----- Data shown

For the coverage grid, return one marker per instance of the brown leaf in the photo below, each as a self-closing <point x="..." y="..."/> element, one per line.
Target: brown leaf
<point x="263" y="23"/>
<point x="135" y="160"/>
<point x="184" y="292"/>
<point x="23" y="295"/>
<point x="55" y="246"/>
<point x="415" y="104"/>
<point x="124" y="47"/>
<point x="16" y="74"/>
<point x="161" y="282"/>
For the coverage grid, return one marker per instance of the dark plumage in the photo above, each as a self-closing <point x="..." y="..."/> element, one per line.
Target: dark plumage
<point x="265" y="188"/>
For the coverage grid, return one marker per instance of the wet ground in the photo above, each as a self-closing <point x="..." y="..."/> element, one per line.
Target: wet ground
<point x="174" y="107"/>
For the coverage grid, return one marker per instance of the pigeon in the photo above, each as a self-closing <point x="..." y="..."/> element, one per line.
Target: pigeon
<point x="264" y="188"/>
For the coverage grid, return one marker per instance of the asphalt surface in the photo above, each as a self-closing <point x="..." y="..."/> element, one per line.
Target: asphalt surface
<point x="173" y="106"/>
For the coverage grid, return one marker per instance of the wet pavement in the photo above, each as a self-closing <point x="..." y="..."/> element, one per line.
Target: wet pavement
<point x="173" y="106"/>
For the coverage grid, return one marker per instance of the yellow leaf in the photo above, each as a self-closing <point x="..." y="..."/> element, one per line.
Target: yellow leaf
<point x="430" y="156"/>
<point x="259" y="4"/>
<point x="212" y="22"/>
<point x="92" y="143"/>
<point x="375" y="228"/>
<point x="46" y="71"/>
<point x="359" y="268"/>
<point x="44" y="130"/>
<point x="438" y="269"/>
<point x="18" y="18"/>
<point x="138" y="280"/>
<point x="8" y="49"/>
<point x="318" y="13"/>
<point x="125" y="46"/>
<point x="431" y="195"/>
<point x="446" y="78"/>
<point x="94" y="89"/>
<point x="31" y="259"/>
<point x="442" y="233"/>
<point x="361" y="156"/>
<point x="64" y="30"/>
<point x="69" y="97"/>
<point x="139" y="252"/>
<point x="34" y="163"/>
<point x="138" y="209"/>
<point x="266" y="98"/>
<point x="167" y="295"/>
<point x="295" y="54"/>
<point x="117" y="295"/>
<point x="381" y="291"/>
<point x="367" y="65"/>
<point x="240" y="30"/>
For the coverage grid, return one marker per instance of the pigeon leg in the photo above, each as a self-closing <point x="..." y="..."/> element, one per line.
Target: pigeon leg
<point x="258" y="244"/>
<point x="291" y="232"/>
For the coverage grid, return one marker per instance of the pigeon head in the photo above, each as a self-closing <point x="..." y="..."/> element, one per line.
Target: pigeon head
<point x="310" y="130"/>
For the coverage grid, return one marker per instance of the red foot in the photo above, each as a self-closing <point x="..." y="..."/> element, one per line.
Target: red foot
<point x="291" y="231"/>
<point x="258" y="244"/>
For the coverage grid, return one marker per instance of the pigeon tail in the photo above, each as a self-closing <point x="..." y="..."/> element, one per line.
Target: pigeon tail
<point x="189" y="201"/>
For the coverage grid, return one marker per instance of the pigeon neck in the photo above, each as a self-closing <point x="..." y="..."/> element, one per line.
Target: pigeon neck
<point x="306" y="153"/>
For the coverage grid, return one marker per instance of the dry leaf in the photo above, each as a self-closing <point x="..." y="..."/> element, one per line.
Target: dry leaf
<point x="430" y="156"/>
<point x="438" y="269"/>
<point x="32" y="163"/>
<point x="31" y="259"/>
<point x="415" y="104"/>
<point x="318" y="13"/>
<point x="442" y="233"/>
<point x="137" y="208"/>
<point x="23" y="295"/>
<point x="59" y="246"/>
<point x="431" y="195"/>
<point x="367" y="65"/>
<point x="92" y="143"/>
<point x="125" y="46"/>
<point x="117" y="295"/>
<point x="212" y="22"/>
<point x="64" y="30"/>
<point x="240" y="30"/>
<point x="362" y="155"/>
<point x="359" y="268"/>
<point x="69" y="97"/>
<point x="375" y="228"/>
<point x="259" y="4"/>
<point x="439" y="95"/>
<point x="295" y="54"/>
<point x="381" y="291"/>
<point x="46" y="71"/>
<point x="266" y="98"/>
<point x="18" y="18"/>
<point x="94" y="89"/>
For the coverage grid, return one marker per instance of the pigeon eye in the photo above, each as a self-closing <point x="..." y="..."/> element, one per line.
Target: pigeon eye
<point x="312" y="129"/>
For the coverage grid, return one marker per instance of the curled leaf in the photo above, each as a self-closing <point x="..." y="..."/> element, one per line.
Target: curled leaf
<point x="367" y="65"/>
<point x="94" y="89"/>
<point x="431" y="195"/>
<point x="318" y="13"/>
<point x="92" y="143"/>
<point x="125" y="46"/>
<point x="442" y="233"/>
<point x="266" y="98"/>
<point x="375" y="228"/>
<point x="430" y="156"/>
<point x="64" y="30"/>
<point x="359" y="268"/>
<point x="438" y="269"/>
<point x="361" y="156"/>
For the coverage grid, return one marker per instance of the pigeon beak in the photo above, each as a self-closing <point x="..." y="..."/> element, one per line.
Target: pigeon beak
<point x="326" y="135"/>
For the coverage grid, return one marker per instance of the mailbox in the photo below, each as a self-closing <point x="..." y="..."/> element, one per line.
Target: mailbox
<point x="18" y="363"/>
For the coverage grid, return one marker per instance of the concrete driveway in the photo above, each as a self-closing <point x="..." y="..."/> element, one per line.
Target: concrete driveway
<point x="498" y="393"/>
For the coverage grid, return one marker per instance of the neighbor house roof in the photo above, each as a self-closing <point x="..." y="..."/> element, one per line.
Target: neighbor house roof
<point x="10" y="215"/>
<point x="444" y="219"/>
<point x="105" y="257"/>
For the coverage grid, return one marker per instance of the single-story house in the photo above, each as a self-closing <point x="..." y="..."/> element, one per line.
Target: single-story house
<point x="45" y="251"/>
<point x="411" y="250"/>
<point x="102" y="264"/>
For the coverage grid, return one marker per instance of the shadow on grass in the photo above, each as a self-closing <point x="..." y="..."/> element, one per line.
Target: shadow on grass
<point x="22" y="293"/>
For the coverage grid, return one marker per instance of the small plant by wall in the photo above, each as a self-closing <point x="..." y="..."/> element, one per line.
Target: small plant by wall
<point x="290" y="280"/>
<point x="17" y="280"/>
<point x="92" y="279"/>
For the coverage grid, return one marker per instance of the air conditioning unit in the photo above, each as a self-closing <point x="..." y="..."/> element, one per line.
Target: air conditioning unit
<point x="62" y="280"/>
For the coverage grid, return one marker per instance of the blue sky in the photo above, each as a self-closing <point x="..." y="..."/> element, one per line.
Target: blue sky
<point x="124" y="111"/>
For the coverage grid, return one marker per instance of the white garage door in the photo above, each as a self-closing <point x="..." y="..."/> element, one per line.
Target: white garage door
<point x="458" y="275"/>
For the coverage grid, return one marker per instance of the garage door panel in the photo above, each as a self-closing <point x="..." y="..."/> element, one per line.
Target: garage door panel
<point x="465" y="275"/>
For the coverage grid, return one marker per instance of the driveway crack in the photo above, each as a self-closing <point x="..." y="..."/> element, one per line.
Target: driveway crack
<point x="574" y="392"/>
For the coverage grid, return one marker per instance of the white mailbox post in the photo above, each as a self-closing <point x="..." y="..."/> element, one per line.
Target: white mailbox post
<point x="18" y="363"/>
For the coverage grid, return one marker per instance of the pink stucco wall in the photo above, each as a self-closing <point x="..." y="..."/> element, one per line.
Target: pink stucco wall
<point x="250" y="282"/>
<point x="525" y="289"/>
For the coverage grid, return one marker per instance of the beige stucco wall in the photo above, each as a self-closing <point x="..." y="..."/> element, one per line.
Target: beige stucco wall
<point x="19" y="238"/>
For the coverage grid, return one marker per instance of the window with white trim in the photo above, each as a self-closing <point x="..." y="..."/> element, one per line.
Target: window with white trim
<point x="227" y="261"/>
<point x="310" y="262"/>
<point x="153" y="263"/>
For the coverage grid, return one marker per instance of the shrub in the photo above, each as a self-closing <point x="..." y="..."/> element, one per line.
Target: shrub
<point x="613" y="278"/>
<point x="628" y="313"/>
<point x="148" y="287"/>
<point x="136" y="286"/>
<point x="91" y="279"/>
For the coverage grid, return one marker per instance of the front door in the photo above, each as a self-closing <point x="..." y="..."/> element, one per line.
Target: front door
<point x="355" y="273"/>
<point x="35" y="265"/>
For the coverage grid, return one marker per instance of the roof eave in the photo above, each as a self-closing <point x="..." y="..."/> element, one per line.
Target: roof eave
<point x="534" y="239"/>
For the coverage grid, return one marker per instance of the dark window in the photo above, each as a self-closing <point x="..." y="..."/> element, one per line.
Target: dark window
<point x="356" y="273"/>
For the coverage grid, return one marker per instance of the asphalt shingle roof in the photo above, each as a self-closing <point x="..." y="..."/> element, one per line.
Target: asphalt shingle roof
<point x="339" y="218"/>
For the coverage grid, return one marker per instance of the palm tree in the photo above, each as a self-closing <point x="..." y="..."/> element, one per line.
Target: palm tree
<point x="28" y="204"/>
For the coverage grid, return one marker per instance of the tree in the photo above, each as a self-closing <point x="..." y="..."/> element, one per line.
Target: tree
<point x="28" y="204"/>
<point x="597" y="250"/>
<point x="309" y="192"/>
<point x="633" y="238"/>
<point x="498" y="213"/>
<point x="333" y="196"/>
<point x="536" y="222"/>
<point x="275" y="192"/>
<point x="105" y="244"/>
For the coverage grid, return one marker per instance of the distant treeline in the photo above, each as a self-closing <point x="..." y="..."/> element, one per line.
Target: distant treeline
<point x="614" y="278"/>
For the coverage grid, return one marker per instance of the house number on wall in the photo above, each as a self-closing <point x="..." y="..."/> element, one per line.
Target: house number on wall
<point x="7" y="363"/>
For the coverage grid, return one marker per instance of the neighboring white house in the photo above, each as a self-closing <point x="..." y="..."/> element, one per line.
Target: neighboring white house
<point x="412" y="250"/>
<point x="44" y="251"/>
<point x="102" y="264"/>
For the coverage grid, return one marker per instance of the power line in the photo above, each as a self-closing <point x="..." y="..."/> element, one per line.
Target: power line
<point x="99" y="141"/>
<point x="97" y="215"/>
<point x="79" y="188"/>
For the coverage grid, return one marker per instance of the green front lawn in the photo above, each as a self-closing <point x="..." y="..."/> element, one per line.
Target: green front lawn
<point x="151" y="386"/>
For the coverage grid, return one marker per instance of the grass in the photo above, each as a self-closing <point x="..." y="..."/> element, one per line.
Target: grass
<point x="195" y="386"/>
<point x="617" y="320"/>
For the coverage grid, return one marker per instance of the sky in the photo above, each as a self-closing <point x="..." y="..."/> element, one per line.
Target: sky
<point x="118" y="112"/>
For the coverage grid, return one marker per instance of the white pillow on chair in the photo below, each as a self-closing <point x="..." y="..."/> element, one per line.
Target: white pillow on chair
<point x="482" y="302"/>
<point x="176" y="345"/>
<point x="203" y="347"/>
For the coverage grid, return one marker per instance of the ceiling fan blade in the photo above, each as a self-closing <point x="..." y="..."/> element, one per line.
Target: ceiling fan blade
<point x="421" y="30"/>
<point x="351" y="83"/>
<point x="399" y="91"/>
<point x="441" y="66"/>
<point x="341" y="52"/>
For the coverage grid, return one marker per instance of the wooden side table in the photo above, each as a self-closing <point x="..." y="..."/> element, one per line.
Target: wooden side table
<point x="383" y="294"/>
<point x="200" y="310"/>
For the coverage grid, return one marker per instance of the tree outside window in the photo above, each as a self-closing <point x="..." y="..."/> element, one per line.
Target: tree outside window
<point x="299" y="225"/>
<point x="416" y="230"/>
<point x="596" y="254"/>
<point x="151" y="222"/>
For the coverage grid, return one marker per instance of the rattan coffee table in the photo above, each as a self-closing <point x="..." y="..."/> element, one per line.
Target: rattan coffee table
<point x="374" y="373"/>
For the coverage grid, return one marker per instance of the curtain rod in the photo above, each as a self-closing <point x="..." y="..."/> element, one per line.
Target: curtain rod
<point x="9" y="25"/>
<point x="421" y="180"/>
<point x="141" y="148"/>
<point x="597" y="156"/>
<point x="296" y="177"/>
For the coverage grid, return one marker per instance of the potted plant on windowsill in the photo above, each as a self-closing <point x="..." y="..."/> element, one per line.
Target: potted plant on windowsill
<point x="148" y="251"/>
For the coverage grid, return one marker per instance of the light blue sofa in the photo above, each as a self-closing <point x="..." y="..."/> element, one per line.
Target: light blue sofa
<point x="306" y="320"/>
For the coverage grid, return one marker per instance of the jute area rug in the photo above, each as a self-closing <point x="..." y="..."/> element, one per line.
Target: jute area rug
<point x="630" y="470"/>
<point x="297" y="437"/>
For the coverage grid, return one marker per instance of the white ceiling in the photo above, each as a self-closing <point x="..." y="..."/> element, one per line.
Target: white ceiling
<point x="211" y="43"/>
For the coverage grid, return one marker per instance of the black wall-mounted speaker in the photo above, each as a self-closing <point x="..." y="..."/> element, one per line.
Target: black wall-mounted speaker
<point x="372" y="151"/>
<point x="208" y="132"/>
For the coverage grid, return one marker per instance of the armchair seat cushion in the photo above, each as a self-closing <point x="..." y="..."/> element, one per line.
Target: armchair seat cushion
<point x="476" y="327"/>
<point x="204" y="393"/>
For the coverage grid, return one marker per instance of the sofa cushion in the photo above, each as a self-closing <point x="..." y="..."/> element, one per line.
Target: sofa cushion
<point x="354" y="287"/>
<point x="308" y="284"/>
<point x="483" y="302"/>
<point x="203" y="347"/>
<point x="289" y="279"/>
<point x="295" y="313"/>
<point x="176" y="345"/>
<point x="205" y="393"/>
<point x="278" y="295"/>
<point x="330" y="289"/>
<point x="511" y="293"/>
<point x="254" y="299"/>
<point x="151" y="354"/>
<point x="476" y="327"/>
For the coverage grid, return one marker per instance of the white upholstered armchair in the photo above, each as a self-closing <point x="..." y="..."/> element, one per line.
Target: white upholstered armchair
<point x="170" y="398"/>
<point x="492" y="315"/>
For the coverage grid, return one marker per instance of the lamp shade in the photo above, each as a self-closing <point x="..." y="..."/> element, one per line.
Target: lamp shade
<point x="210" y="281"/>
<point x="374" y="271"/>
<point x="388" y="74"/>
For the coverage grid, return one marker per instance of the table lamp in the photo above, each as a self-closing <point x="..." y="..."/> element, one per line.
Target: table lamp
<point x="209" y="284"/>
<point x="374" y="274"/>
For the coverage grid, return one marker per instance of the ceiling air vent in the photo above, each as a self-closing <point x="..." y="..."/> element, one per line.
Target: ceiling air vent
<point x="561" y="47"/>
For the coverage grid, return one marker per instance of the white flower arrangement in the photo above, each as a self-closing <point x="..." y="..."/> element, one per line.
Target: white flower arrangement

----------

Repeat only the stretch of lines that opens with the line containing "the ceiling air" and closes with the final line of the entries, both included, exactly as written.

* _Worked answer_:
For the coverage grid, return one marker per instance of the ceiling air vent in the photo above, each as a self-closing <point x="..." y="..."/> element, one per line.
Target: ceiling air vent
<point x="561" y="47"/>
For the coverage grid, return one marker per instance of the white flower arrangement in the photo above, each as a self-closing <point x="..." y="..."/> element, one per line.
Target: white flower arrangement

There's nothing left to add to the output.